====== SOURCE INFORMATION
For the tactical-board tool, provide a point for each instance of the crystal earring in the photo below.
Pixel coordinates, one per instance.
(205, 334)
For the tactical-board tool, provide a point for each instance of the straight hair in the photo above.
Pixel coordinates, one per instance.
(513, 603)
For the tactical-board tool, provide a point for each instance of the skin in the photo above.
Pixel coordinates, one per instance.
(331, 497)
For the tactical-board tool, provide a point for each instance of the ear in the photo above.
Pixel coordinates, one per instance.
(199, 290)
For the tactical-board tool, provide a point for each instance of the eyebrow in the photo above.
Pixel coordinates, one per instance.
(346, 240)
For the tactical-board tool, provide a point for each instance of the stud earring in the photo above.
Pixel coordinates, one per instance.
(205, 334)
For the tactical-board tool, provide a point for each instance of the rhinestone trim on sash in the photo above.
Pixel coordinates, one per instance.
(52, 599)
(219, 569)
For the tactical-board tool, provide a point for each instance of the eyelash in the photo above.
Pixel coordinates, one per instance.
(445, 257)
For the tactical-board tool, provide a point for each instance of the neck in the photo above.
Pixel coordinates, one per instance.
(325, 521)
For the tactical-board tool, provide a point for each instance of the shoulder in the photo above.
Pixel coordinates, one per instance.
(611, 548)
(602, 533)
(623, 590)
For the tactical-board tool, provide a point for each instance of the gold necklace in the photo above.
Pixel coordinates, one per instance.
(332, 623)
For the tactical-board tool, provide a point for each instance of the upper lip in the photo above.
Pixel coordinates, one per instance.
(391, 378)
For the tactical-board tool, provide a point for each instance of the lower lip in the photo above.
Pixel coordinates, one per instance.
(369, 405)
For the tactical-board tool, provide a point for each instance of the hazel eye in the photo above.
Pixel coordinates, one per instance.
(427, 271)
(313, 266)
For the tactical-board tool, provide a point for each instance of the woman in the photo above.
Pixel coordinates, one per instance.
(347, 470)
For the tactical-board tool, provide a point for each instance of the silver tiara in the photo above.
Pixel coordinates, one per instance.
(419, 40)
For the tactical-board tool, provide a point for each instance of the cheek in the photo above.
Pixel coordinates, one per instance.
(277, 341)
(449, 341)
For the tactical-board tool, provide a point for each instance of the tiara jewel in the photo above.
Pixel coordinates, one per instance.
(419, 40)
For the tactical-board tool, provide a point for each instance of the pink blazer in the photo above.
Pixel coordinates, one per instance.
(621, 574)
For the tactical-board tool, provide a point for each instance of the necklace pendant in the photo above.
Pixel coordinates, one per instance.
============
## TASK DIRECTIONS
The records shown above are to be copied exactly, every one of them.

## SOLUTION TO THIS TASK
For the tactical-board tool, provide a point for each instance of the crystal earring in the photo below.
Pixel coordinates, one per instance.
(205, 334)
For the tactical-board tool, provide a point for each instance of the straight hair in the photo above.
Pixel coordinates, one per instance.
(513, 603)
For the tactical-board tool, provide a point for each instance of the skin in the photo above.
Pixel coordinates, one per instance.
(331, 497)
For the tactical-board tool, provide a point for each instance of the ear in the photo above.
Pixel coordinates, one per instance.
(199, 290)
For the tactical-board tool, provide a point for each instance of the eyebrow in the photo above.
Pixel coordinates, one per instance.
(346, 240)
For the tactical-board tool, provide a point for each instance of the stud earring in the photo above.
Pixel coordinates, one per instance.
(205, 334)
For the tactical-board tool, provide a point for each instance of the rhinestone trim on sash in the photo above.
Pixel coordinates, one per instance.
(52, 599)
(219, 569)
For the tactical-board tool, provide a point for each instance of the eyelash in the photo above.
Pixel coordinates, one per instance.
(445, 257)
For the tactical-board tool, provide a point for each instance of the neck in the photo above.
Pixel coordinates, one per instance.
(325, 521)
For the tactical-board tool, provide a point for each instance of the shoulder in the photo above.
Pixel coordinates, one per instance.
(611, 548)
(602, 533)
(623, 590)
For the tactical-board tool, provide a point for each instance of the gold necklace in the photo above.
Pixel coordinates, one per instance.
(332, 623)
For the tactical-board tool, provide a point for each instance of the upper lip in the photo above.
Pixel coordinates, one per instance.
(391, 378)
For the tactical-board tool, provide a point for each instance of the lower lip in the photo above.
Pixel coordinates, one per instance.
(369, 405)
For the tactical-board tool, provide a point for each instance of the hazel eye in the photo above.
Pixel coordinates, one per instance.
(427, 271)
(313, 266)
For the tactical-board tool, provide a point for each instance of the woman in the photo above.
Pixel coordinates, one per instance.
(347, 470)
For the tactical-board tool, provide a point for each instance of the silver tiara in the photo above.
Pixel coordinates, one per instance.
(419, 40)
For the tactical-board tool, provide a point for each instance of the cheek in the photo above.
Pixel coordinates, one per instance.
(277, 341)
(449, 341)
For the tactical-board tool, provide a point for each instance of the tiara jewel in the photo above.
Pixel coordinates, one per instance.
(419, 40)
For the tactical-board tool, provide a point for each instance of the pink blazer in the photo above.
Pixel coordinates, one per instance.
(621, 574)
For the tactical-board tool, provide a point for each instance of the necklace pendant in the photo above.
Pixel coordinates, one per instance.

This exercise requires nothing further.